_SELECTED EXCERPT_.
2005-02-16 Thread Fred
On Tue, 2005-02-15 at 23:28 -0500, Kevin D. Clark wrote:
> Benjamin Scott <[EMAIL PROTECTED]> writes:
...
> You haven't lived until you realize that the poor slobs three cubes away from
> you have 6 copies of the "same" DLL, which they categorize by file
> size.  When they want to run application A, they copy the X-byte DLL
> to the system directory.  When they want to run application B, they
> copy the Y-byte DLL to the system directory.  You hear people yelling
> things like "NO...DON'T RUN THE APPLICATION WITH THE 9689-byte DLL --
> IT CORRUPTS THE DATABASE!".
> 
> Things like this cause me to weep.

It would be a definite ROFL if it weren't so serious.

In the past I've been involved with BIG Windows systems/applications
developments, and you get nowhere unless you pay a big support fee to
Microsoft and develop first-name relationships with various key
engineers.

I doubt if the situation has changed much today. Haven't bothered
looking at their .net offerings since I became a die-hard Java and Linux
type by then. 

While we are on the upgrade subject, I will soon be upgrading my
dedicated server from RH9 to FC3. Upgrades of this magnitude *always*
involved gotchas, but I've done this upgrade once before so I kinda know
what to expect.

_DATA BLOCK_.
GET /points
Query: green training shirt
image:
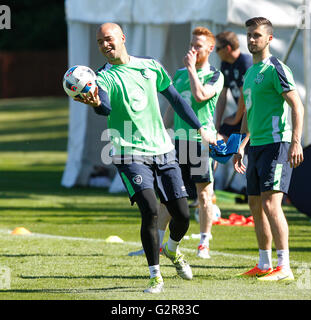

_TASK LIST_.
A. In the mailing-list post, why does the writer expect the coming server upgrade to be manageable despite its size?
B. According to the mailing-list post, from which release to which release will the dedicated server be upgraded?
C. Carry on the mailing-list post from its final sentence.

_RESULTS OF THE EXERCISE_.
A. Upgrades of this magnitude always involve gotchas, but the writer has done this upgrade once before and so roughly knows what to expect.

B. From RH9 to FC3.

C.
I am forced to do this upgrade, BTW, because I *need* PHP5 running on
that server, and keep running into dependency issues under RH9 that yum
cannot resolve -- mainly because the RH9 repositories are no longer kept
up to date. PHP5 has it own peculiar dependencies depending on what
features you enable when you build it. And I spent time resolving one
such dependency on RH9 and ran into yet another after that. That was a
hint and a half for me to bite the bullet and just upgrade the entire
distro.

Yum works like a charm when everything is up to date in the
repositories. It's next to useless otherwise.

I've not used Debian before, and now after having followed this
"flamewar", methinks I'll stick to Fedora. RPMs and Yum are not perfect
by a longshot, but I know how to work around those headaches. apt-get
would introduce a new set of headaches, and I'm running low on the
asprin. :-)

> --kevin

BTW, if anyone's interested, getting my PHP4 code to run under PHP5 was
mostly painless -- just a few minor changes I had to make.

Alas, my code can't be pure PHP5, but parts of it must still run under
PHP4 systems. Since PHP5 code generates syntax errors under PHP4, I've
had to devise means to keep PHP5-code from even *loading* under PHP4.
Turns out that my equivalent of an autoloader that I created for the
PHP4 code lended itself nicely to the solution.

The biggest difference which I had to deal with is how objects are
passed, assigned and copied on PHP5. Since I've been paying strict
attention to this under PHP4, that made it all that much easier to fix.
The "clone" keyword under PHP5 breaks under PHP4, so I took the rather
clever approach of using "clone(...)" which winds up calling a dummy
function under PHP4 and works as the "clone" keyword under PHP5. That is
pretty much the only really nasty kludge I had to implement.

I really *like* PHP5 because now I can do the same style exception
handling I had gotten used to with Java and C++. I also like the stack
trace dump I automatically get by echoing the exception object. And
there are a few other niceties that gives me the "it's about bloody
time" reaction.

-- 
-- Fred
"Don't let IE happen to YOU!"
- My daughter, who designs web sites for everything BUT Internet
Explorer.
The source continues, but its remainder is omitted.